» **PROMPT**
Could you continue the passage about the Thomas Jefferson statue, starting right after its final sentence?

» **SOURCE DOCUMENT**
Levy visited the Paris studio of accomplished sculptor and École des Beaux Arts professor Pierre-Jean David d’Angers in 1832 and contracted the statue. Marquis de Lafayette provided his portrait of Thomas Jefferson by Thomas Sully for a reference. The statue was completed in clay in 1834 and was cast in bronze by Honoré Gonon and Sons. A story said that when the statue was finished, Lafayette embraced it, saying "Mon ami, mon ami" ("My friend, my friend").

The statue shows Jefferson with a pen in one hand and a copy of the United States Declaration of Independence in the other. There are also two books and a laurel wreath between his feet. On February 6, 1834, Levy gave the painted plaster model of the statue to the City of New York.

In March 1834, Levy offered the bronze statue to the Congress, and it was accepted in a letter by Senator Asher Robbins of Rhode Island, who was Chairman of the Joint Committee on the Library. The Senate agreed to accept the statue, but in debate some House members questioned it for a variety of reasons, including if it was proper to have a statue of Jefferson before they installed one of George Washington.

==Movement==
While the work was initially placed in the Capitol rotunda, it was removed at an uncertain time, possibly in order to be replaced by the statue of George Washington by Horatio Greenough. In 1847, under authorization of President James K. Polk, it was moved to a pedestal on the north White House lawn. In 1873, during the presidency of Ulysses S. Grant, it was replaced in the North Lawn by a fountain and was moved to the East Entrance of the White House.

In 1874, Uriah Levy's brother lobbied Congress to have the statue returned to the Capitol. Damaged by its long exposure outside, it was cleaned and repaired. It was first placed in the National Statuary Hall, yet it was finally returned to the Rotunda in 1900, where it still remains.

==New York City version==
In 1834, when the Common Council accepted Levy's gift, they also gave him a gold snuff box and the Freedom of the City. Before the statue was officially installed, it was displayed at 355 Broadway, with admission charged for viewing. According to press reports, the proceeds let Levy purchase and distribute 1,200 loaves of bread to be given to the poor.

» **EXTRACTED DATA**
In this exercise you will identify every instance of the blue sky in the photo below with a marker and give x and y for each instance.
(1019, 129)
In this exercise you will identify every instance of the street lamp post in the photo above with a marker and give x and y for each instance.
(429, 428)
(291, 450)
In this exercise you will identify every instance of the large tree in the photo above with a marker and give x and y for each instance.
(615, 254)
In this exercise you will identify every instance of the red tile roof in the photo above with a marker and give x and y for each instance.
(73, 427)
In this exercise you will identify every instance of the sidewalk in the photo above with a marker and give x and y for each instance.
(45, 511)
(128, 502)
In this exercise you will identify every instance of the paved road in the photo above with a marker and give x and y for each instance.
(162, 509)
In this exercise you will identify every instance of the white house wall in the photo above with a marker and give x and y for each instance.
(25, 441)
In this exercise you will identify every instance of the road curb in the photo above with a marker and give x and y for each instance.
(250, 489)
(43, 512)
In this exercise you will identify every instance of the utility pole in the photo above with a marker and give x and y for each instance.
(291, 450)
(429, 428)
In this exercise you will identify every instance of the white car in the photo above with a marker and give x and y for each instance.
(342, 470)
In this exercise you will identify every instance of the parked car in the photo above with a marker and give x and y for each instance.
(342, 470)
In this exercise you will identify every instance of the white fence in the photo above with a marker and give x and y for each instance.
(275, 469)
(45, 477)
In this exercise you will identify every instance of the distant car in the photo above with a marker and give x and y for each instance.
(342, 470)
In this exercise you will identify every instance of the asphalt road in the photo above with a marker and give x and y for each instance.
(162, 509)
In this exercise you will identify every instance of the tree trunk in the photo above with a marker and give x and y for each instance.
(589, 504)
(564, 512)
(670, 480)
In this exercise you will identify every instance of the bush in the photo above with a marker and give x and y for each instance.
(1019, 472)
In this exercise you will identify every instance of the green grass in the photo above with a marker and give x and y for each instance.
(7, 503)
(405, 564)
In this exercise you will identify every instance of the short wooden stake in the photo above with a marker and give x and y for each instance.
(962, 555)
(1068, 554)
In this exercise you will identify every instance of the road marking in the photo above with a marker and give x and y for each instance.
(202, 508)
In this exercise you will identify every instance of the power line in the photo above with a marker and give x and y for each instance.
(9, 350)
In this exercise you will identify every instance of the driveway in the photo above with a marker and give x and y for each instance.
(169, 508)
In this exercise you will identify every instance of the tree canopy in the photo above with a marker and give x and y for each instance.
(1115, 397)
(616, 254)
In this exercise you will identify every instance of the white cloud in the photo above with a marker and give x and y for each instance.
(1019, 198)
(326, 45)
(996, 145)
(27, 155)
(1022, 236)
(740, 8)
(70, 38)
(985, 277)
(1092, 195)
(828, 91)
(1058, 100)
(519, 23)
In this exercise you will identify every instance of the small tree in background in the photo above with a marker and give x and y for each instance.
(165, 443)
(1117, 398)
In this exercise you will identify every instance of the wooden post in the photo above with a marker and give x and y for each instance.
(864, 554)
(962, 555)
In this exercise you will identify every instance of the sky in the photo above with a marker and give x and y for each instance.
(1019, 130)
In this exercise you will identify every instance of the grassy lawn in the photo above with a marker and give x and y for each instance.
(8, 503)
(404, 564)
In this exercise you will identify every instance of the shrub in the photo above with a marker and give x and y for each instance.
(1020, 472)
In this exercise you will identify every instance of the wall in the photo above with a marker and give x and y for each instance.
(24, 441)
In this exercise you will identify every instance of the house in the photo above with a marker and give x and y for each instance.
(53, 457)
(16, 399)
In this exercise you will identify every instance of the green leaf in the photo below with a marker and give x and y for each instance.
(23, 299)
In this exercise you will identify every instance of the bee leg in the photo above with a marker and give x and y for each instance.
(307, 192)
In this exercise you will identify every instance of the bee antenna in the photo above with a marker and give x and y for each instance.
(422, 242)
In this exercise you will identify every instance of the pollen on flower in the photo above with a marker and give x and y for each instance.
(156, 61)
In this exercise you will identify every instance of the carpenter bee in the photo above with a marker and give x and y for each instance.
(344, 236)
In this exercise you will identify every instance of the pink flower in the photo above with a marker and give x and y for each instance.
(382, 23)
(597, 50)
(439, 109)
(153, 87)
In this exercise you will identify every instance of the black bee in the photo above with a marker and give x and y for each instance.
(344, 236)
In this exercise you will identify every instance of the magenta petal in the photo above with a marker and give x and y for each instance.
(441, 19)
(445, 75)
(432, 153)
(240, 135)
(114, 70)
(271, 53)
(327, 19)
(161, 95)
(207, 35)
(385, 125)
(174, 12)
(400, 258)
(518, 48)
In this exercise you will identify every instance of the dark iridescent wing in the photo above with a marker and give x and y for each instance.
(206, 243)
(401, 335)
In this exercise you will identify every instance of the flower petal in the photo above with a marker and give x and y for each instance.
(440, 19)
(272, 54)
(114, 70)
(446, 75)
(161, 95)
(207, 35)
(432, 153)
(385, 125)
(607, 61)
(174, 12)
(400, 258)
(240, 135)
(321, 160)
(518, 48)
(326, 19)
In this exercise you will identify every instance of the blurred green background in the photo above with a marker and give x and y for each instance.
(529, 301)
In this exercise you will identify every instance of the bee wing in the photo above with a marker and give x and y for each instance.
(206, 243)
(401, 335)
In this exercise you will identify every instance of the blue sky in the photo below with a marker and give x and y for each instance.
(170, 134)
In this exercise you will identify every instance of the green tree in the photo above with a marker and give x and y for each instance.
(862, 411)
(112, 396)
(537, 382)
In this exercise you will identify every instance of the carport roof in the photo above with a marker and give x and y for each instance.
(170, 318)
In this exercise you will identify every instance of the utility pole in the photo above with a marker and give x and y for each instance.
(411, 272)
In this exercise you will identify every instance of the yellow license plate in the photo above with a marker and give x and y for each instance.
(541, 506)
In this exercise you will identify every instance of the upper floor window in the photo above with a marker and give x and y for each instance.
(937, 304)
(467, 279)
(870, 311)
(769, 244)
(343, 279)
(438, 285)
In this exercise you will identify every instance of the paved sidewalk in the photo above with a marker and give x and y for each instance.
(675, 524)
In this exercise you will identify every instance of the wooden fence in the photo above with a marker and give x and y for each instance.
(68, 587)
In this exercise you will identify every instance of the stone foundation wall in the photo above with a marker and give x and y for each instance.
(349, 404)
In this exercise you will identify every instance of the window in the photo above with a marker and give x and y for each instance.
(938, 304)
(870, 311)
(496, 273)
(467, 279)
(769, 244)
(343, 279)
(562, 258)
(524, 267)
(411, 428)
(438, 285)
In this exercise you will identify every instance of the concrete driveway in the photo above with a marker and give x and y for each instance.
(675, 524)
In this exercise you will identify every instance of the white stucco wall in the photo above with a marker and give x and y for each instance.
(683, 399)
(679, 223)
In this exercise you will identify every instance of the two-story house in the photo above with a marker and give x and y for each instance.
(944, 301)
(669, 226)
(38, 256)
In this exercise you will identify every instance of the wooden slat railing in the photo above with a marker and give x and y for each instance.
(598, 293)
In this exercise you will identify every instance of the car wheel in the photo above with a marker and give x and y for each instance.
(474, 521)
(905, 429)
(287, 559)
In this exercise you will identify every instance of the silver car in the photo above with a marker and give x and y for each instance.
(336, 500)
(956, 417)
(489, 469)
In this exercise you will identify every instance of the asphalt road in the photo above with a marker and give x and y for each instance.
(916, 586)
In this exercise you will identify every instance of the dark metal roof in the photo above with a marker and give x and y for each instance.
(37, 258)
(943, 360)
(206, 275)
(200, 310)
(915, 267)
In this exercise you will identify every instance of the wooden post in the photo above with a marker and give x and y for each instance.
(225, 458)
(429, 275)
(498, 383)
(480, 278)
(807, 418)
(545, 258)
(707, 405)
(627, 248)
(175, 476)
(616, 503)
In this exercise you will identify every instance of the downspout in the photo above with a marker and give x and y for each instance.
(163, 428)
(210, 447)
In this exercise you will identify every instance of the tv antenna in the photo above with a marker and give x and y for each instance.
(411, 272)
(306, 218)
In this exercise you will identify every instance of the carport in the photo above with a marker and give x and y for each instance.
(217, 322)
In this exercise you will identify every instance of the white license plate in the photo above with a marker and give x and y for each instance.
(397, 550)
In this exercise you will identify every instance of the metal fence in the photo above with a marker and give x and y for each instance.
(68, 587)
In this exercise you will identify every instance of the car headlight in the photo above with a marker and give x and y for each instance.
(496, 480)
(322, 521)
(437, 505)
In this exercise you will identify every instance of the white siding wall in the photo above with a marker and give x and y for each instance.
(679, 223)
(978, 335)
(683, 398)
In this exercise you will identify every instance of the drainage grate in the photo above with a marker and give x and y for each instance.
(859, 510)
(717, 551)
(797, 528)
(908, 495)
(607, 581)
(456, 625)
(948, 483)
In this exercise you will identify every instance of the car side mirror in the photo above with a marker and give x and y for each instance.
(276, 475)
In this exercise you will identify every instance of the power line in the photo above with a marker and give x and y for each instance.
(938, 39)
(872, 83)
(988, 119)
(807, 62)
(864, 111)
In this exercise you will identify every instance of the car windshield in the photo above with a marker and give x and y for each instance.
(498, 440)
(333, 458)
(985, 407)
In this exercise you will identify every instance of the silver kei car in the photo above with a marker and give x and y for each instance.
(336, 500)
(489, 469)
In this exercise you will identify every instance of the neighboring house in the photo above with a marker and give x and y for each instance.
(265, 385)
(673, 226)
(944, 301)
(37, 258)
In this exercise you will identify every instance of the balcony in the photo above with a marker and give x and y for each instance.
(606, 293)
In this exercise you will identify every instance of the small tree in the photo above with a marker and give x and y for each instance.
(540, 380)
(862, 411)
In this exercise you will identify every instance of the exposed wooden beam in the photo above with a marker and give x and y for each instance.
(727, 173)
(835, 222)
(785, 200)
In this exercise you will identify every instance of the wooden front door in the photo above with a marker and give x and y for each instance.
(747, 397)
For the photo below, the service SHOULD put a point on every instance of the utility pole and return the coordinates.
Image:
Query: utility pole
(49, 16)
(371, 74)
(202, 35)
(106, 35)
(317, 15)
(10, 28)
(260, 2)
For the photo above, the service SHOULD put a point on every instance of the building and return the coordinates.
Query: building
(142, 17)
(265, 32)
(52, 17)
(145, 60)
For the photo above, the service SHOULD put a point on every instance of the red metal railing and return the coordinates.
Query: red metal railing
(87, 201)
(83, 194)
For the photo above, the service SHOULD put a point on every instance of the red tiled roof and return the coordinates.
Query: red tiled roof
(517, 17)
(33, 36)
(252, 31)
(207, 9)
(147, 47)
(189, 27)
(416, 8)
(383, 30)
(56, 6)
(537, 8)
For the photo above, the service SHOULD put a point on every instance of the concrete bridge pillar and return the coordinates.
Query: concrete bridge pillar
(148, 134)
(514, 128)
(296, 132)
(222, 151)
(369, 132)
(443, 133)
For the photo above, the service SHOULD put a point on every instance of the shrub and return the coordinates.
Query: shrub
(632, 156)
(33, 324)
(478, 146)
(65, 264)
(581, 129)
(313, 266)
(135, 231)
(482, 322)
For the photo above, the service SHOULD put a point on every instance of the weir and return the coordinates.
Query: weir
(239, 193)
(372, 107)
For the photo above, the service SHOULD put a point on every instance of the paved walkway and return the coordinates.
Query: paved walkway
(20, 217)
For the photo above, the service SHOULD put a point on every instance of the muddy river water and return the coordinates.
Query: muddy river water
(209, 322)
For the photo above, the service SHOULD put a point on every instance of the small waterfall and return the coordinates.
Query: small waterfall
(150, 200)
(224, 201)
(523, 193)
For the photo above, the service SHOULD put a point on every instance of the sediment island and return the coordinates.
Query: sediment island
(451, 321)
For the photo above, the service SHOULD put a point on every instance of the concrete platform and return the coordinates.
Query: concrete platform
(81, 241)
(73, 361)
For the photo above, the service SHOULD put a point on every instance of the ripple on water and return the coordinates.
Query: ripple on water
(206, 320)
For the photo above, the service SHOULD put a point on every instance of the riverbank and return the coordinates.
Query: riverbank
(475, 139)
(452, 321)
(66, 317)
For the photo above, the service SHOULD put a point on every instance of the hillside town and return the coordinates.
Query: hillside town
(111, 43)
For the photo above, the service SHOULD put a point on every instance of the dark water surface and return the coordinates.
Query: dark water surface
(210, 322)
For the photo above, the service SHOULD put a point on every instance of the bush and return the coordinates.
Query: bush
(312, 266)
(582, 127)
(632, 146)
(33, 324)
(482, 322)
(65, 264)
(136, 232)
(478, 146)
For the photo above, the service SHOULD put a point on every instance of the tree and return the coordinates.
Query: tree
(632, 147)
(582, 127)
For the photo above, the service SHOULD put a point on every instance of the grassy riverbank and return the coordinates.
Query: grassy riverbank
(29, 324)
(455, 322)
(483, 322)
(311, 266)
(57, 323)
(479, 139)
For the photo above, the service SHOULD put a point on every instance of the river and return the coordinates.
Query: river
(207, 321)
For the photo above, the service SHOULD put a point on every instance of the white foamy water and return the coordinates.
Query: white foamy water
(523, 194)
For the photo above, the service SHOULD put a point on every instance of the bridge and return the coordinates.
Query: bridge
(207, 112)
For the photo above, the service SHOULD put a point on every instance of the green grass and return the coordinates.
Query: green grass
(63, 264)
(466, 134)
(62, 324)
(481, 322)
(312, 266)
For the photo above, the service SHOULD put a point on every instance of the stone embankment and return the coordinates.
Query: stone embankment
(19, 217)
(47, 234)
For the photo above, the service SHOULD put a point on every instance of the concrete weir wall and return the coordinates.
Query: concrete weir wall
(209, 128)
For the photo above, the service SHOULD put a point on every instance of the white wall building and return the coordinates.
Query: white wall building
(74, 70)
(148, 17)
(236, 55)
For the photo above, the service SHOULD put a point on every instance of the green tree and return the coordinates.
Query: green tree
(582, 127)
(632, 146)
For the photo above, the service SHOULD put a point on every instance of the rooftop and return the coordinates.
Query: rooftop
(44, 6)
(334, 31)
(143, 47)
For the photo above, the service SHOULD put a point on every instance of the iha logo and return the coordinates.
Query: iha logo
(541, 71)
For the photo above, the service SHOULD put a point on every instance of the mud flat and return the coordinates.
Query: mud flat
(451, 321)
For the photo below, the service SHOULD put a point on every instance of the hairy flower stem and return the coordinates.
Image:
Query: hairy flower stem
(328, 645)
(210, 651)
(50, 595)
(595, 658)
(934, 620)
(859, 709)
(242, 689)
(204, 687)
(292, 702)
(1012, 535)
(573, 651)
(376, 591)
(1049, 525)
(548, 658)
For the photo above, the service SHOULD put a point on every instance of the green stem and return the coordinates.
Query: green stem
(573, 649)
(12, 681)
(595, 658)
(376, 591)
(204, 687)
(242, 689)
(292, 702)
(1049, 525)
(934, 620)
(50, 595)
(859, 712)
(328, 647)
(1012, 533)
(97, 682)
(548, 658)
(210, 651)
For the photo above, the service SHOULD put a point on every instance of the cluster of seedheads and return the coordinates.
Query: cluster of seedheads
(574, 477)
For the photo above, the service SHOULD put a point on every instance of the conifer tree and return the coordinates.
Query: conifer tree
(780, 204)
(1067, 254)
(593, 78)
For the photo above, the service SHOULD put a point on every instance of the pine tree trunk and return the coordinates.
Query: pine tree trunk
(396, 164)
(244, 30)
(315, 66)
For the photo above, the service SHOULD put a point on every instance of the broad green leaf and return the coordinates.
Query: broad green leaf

» **OUTPUT FOR THIS EXERCISE**
For around seven decades, the statue was said to sit in the Governor's Room of City Hall. At some point, however, it was placed in a hall of the building's basement. After lobbying by Jefferson Monroe Levy, the Art Commission voted on July 1, 1919, to return the statue to the Governor's Room.

In 1995, as Deputy Mayor John S. Dyson was planning to restore City Hall, art scholar Leslie Freudenheim advocated it be moved from the side of the council chambers, where it had been placed at some point, to a more prominent location "at the juncture of City Hall's two magnificent, curvilinear staircases."

In 2011, when the Council returned after a year and a half of renovations, councilmember Letitia James noted that the statue had been cleaned.

===New York City Council removal===
Calling Jefferson "America's most noted slaveholder," on June 18, 2020, councilmembers Corey Johnson, Deborah Rose, Inez Barron, Adrienne Adams, Daneek Miller wrote a letter to Mayor Bill de Blasio asking him to support the statue's removal. On June 19, 2020, the Mayor stated that the review of this statue would be an issue explored by a "Commission on Racial Justice and Reconciliation" headed by First Lady Chirlane McCray.

The New York City Public Design Commission voted unanimously to remove the statue in October 2021. The statue was removed in November 2021.